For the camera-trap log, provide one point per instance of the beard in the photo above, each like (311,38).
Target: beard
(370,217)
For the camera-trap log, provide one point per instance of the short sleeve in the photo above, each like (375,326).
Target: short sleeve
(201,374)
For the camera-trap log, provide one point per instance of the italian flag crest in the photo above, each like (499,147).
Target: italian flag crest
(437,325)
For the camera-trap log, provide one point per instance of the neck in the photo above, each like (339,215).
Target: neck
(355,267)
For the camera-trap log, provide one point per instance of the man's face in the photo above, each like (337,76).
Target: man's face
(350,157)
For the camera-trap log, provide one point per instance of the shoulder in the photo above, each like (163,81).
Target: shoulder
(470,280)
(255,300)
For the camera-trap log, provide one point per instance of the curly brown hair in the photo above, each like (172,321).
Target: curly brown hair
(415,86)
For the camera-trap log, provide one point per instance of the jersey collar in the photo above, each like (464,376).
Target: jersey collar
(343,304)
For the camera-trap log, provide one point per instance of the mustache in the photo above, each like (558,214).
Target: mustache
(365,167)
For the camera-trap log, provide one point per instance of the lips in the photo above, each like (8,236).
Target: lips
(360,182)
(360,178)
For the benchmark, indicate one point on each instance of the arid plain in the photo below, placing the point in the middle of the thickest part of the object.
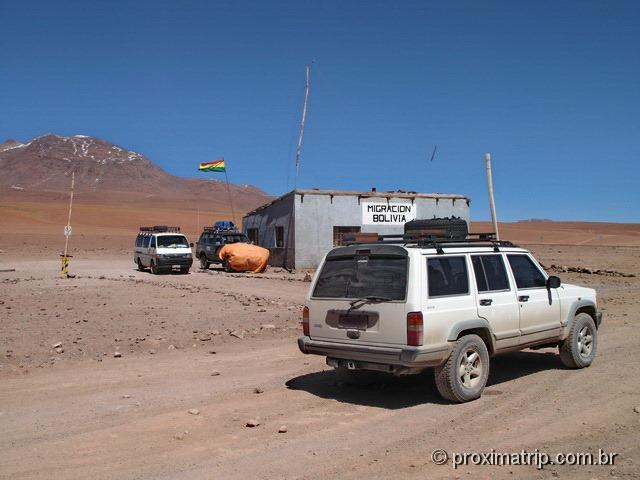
(121, 374)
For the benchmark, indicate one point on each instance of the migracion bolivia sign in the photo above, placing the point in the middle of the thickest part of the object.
(381, 212)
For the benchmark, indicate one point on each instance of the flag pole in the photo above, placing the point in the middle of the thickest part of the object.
(233, 213)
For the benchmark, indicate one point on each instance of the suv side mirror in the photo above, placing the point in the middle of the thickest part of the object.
(553, 282)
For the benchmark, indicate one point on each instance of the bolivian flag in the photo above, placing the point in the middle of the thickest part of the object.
(215, 166)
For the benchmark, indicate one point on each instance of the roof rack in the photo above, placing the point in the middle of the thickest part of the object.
(228, 230)
(159, 229)
(430, 241)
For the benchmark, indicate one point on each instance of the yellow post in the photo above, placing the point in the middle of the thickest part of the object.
(64, 270)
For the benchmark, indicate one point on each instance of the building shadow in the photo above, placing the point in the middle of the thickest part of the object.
(391, 392)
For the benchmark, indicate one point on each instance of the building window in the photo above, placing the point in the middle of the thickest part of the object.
(279, 237)
(339, 234)
(252, 233)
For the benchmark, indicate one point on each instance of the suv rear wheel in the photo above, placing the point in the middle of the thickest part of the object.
(579, 349)
(464, 375)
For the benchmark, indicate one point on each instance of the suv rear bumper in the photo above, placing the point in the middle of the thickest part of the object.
(168, 263)
(412, 357)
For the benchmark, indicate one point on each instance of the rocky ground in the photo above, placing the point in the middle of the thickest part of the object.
(121, 374)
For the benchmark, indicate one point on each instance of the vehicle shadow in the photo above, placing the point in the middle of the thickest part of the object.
(388, 391)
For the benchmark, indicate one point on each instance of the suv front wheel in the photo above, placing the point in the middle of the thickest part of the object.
(579, 349)
(463, 376)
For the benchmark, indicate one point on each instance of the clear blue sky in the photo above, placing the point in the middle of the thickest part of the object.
(552, 88)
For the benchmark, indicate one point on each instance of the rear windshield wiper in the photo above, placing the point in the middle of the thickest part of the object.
(359, 302)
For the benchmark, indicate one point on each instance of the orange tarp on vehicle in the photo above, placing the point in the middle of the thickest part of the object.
(244, 257)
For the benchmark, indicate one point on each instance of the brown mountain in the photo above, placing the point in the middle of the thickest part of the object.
(105, 173)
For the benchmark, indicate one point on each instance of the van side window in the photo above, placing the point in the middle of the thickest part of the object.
(447, 276)
(526, 273)
(491, 274)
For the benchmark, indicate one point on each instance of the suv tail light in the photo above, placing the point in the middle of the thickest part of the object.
(414, 329)
(305, 321)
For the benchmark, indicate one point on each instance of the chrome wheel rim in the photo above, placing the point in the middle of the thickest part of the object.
(585, 341)
(470, 369)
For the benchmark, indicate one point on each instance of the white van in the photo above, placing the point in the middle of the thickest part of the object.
(161, 248)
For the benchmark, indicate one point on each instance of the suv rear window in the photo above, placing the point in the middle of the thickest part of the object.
(447, 276)
(363, 276)
(490, 273)
(526, 273)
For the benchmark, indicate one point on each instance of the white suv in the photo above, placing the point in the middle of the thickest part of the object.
(403, 307)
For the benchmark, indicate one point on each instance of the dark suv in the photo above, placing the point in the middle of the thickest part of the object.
(212, 240)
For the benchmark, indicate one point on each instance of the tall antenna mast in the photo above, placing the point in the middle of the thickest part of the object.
(288, 239)
(492, 203)
(307, 85)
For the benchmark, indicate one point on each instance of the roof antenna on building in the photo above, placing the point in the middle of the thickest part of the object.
(307, 85)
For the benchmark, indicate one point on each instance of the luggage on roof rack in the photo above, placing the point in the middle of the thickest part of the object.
(454, 228)
(159, 229)
(225, 225)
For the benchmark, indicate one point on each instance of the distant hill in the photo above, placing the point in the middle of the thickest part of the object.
(41, 168)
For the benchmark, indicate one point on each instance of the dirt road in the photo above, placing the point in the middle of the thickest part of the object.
(83, 413)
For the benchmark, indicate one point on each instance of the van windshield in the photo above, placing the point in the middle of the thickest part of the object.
(172, 241)
(363, 276)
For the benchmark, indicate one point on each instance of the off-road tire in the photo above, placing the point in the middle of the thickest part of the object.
(579, 349)
(449, 376)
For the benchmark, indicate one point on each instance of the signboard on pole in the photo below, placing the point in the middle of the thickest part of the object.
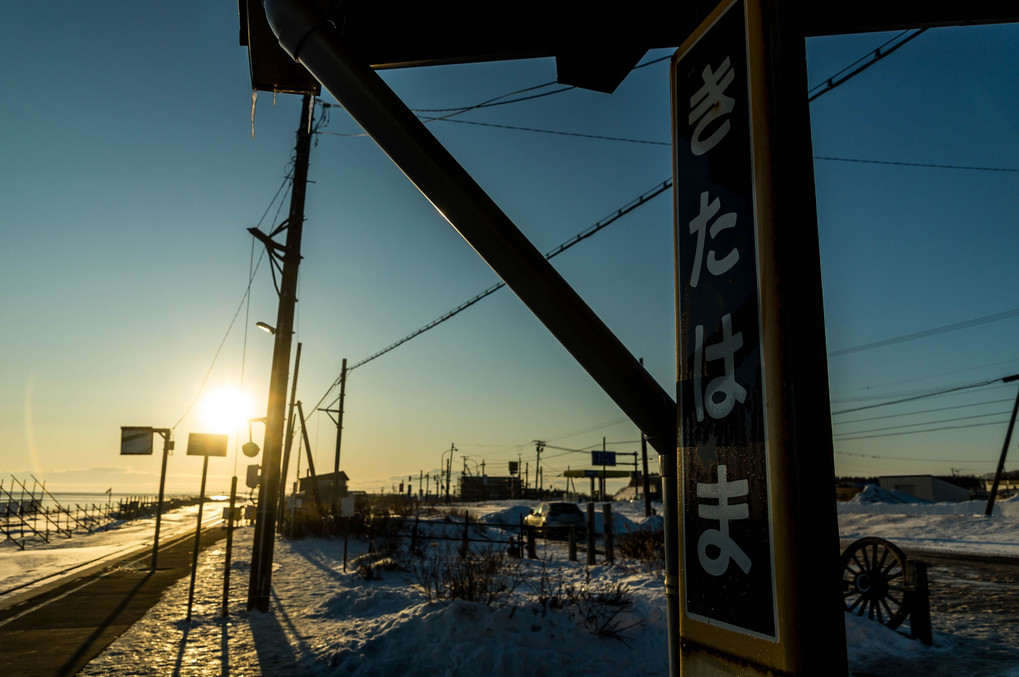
(754, 434)
(136, 440)
(727, 536)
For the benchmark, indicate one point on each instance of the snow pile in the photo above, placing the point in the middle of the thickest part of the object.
(327, 621)
(551, 618)
(874, 493)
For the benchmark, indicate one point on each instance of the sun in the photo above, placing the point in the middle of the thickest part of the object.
(225, 409)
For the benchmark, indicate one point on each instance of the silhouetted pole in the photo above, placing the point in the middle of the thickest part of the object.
(288, 440)
(1005, 450)
(265, 517)
(339, 431)
(167, 446)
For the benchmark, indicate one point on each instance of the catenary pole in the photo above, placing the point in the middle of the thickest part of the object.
(265, 517)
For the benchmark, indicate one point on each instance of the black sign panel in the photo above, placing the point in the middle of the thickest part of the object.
(728, 560)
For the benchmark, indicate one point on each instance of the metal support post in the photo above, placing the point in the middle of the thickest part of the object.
(265, 519)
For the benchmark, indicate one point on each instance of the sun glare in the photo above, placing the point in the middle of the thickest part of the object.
(225, 410)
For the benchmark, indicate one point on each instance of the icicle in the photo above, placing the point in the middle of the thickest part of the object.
(254, 99)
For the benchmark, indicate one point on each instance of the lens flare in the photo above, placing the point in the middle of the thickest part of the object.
(225, 409)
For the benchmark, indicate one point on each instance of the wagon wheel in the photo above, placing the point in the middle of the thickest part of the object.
(874, 581)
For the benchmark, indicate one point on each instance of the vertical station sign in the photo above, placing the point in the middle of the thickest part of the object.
(729, 599)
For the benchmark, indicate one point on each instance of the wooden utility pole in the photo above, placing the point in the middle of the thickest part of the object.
(338, 411)
(1005, 450)
(266, 514)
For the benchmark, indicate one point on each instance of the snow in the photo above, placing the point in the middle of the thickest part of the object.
(329, 621)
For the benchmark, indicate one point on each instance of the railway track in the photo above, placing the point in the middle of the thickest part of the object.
(130, 555)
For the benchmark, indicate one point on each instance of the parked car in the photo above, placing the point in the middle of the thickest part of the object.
(556, 517)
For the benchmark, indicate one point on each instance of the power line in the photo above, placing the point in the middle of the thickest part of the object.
(929, 165)
(948, 391)
(577, 239)
(240, 305)
(551, 132)
(965, 324)
(921, 423)
(925, 411)
(862, 64)
(913, 432)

================

- [Problem details] All of the records need repeating exactly, except for the pictures.

- [Exercise solution]
For the camera-trap log, provide one point per instance of the beard in the photo above, each like (311,38).
Target: beard
(370,217)
For the camera-trap log, provide one point per instance of the short sleeve in the photo above, each like (375,326).
Target: short sleeve
(201,374)
For the camera-trap log, provide one point per instance of the italian flag crest in the photo above, each like (499,147).
Target: italian flag crest
(437,325)
For the camera-trap log, provide one point per instance of the neck in the photo above, each like (339,215).
Target: neck
(355,267)
For the camera-trap log, provide one point per instance of the man's face in the photo above, each like (337,76).
Target: man's face
(350,157)
For the camera-trap log, provide one point per instance of the shoulder in the photo above, each like (163,81).
Target: shoulder
(470,280)
(255,300)
For the camera-trap log, provide one point per instance of the curly brown hair in the photo above, each like (172,321).
Target: curly brown hair
(415,86)
For the camera-trap log, provide one point per instance of the jersey collar in the photo above, each like (464,376).
Target: jersey collar
(343,304)
For the camera-trap log, provide one point per instance of the mustache in the photo above, each like (558,214).
Target: mustache
(365,167)
For the camera-trap log, provide one point per instance of the lips in the photo above, each like (8,236).
Target: lips
(360,182)
(360,178)
For the benchmark, indicate one point on each instance of the arid plain in the photo below, placing the point in the middle of the thickest part of the object.
(121, 374)
For the benchmark, indicate one point on each instance of the migracion bolivia sign in the photo above, placing the point in the middle of the thickest part of the object.
(381, 212)
For the benchmark, indicate one point on each instance of the flag pole in the photo above, placing the point in the middle of the thickest part of the object.
(233, 213)
For the benchmark, indicate one point on each instance of the suv side mirror in the photo above, placing the point in the middle of the thickest part of the object.
(553, 282)
For the benchmark, indicate one point on each instance of the bolivian flag in the photo above, placing the point in the middle of the thickest part of the object.
(215, 166)
For the benchmark, indicate one point on each instance of the roof rack in the photo above, placing the point in the middle of the thickest part of the object.
(228, 230)
(159, 229)
(430, 241)
For the benchmark, indicate one point on each instance of the yellow post in the photo above, placing the point in the middle of the thickest part of the object.
(64, 270)
For the benchmark, indicate one point on each instance of the building shadow in the photo above, placing the point in the middle of the thickest part of the object.
(391, 392)
For the benchmark, indicate one point on each instance of the building window in the photo above, placing the point in the middle of the thickest part of the object.
(279, 237)
(339, 234)
(252, 233)
For the benchmark, indicate one point on each instance of the suv rear wheel in the photo above, placing the point in the middle of the thickest part of the object.
(579, 349)
(464, 375)
For the benchmark, indicate one point on each instance of the suv rear bumper in the photo above, placing the point in the middle of the thickest part of the object.
(168, 263)
(412, 357)
For the benchmark, indicate one point on each instance of the rocky ground in the photo above, placing the point in the middle of the thickest part of the object.
(121, 374)
For the benchmark, indicate one point on each instance of the vehicle shadow in the photo above, placing the point in the middle of the thickest part of the object.
(388, 391)
For the benchmark, indicate one point on each instance of the suv front wheel in the photo above, placing the point in the middle of the thickest part of the object.
(579, 349)
(463, 376)
For the benchmark, indicate one point on each instance of the clear blue sky in the photo above, placing the point in the middle of the thickest part of the object.
(552, 88)
For the benchmark, indicate one point on each instance of the rear windshield wiper in the photo above, placing the point in the middle of the thickest part of the object.
(359, 302)
For the benchmark, indicate one point on each instance of the orange tarp on vehicle in the photo above, placing the point in the middle of the thickest part of the object.
(244, 257)
For the benchmark, indicate one point on each instance of the brown mountain in the photo above, placing the point in the middle of the thickest part of the object.
(105, 173)
For the benchmark, indicate one point on each instance of the van side window in the photo above, placing the point in the middle of the thickest part of the object.
(447, 276)
(526, 273)
(491, 274)
For the benchmark, indicate one point on each instance of the suv tail light in the photo above, placing the point in the middle of the thickest part of the object.
(414, 329)
(305, 321)
For the benchmark, indicate one point on each instance of the chrome wheel rim in the photo above, placing the point in the middle of the thickest part of the object.
(585, 341)
(470, 369)
For the benchmark, indicate one point on each instance of the white van in the photo above, placing the point in the middle of the thickest part of the object.
(161, 248)
For the benchmark, indicate one point on each instance of the suv rear window in the photo above, placing the point in the middle of the thickest part of the object.
(447, 276)
(363, 276)
(490, 273)
(526, 273)
For the benchmark, indicate one point on each instance of the white suv in the photo above, placing the point in the middle of the thickest part of the object.
(403, 307)
For the benchmark, indicate one point on each instance of the dark suv in the photo above, placing the point in the middle of the thickest part of the object.
(212, 240)
For the benchmark, indicate one point on each instance of the tall antenna mast in the photo above, placing the point in the middle of the thickest part of the object.
(288, 239)
(492, 203)
(307, 85)
For the benchmark, indicate one point on each instance of the roof antenna on building in the photo above, placing the point in the middle of the thickest part of the object.
(307, 85)
For the benchmark, indicate one point on each instance of the luggage on roof rack in the photo above, placing the point in the middle of the thickest part of the object.
(454, 228)
(159, 229)
(225, 225)
For the benchmark, indicate one point on each instance of the distant hill in the photo above, placing the point in the middle of the thickest part of the object.
(41, 168)
For the benchmark, indicate one point on each instance of the dirt road in the photo above, placing the point in the middle of the thickest part of the object.
(83, 413)
For the benchmark, indicate one point on each instance of the van windshield in the photo above, placing the point in the middle of the thickest part of the object.
(172, 241)
(363, 276)
For the benchmark, indicate one point on each instance of the off-road tire in the photo above, placing the point in the middle of the thickest part of the object.
(579, 349)
(449, 376)
For the benchmark, indicate one point on each instance of the signboard on pole in the photo below, placing the point in the middle of the thickest part of the object.
(754, 434)
(136, 440)
(727, 536)
For the benchmark, indicate one point on each instance of the snow pile in the photo above, placing the point in the middle of the thickest part of the object.
(327, 621)
(551, 618)
(874, 493)
For the benchmark, indicate one point on each instance of the sun in the photo above, placing the point in the middle of the thickest part of the object.
(225, 409)
For the benchmark, indicate one point on each instance of the silhouetted pole in the photo above, placing the point in the middle of the thickest part of the object.
(288, 440)
(1005, 450)
(265, 517)
(339, 431)
(167, 446)
For the benchmark, indicate one point on each instance of the catenary pole in the photo above, placing the point in the middle of the thickest part of the object.
(265, 517)
For the benchmark, indicate one point on each instance of the black sign panel in the photo above, placing the point in the middle of the thickest part of the object.
(728, 560)
For the benchmark, indicate one point on each instance of the metal support post in the photo above, placing the point in the middle of the thickest part of the object.
(265, 519)
For the benchmark, indicate one point on each instance of the sun glare in the photo above, placing the point in the middle of the thickest part of the object.
(225, 410)
For the benchmark, indicate one point on each instance of the icicle in the photo above, placing the point in the middle of the thickest part of the object.
(254, 99)
For the benchmark, indicate one point on each instance of the lens flare in the photo above, placing the point in the middle of the thickest part of the object.
(225, 409)
For the benchmark, indicate one point on each instance of the wagon wheel in the photo above, placing the point in the middle of the thickest part of the object.
(874, 581)
For the benchmark, indicate one point on each instance of the vertical station sign in the photo above, placing the point in the middle of the thickest part of the object.
(729, 599)
For the benchmark, indicate one point on each instance of the wooden utility pole in the photo above, placing the point in the middle of the thickest part of the object.
(338, 411)
(1005, 450)
(266, 514)
For the benchmark, indicate one point on each instance of the snow in the photo above, placing the point in the middle of the thickest part of the object.
(329, 621)
For the benchmark, indicate one point on each instance of the railway track in the photo above, placing the point in the middle of the thickest part of the object.
(130, 555)
For the benchmark, indicate one point on each instance of the parked car in the photo above, placing the point in the middle of the thickest part of the object.
(556, 517)
For the benchmark, indicate one point on each instance of the power line in the photo above, placing the point in the middle of the thickest part of the object.
(929, 165)
(948, 391)
(577, 239)
(240, 305)
(551, 132)
(965, 324)
(921, 423)
(925, 411)
(862, 64)
(913, 432)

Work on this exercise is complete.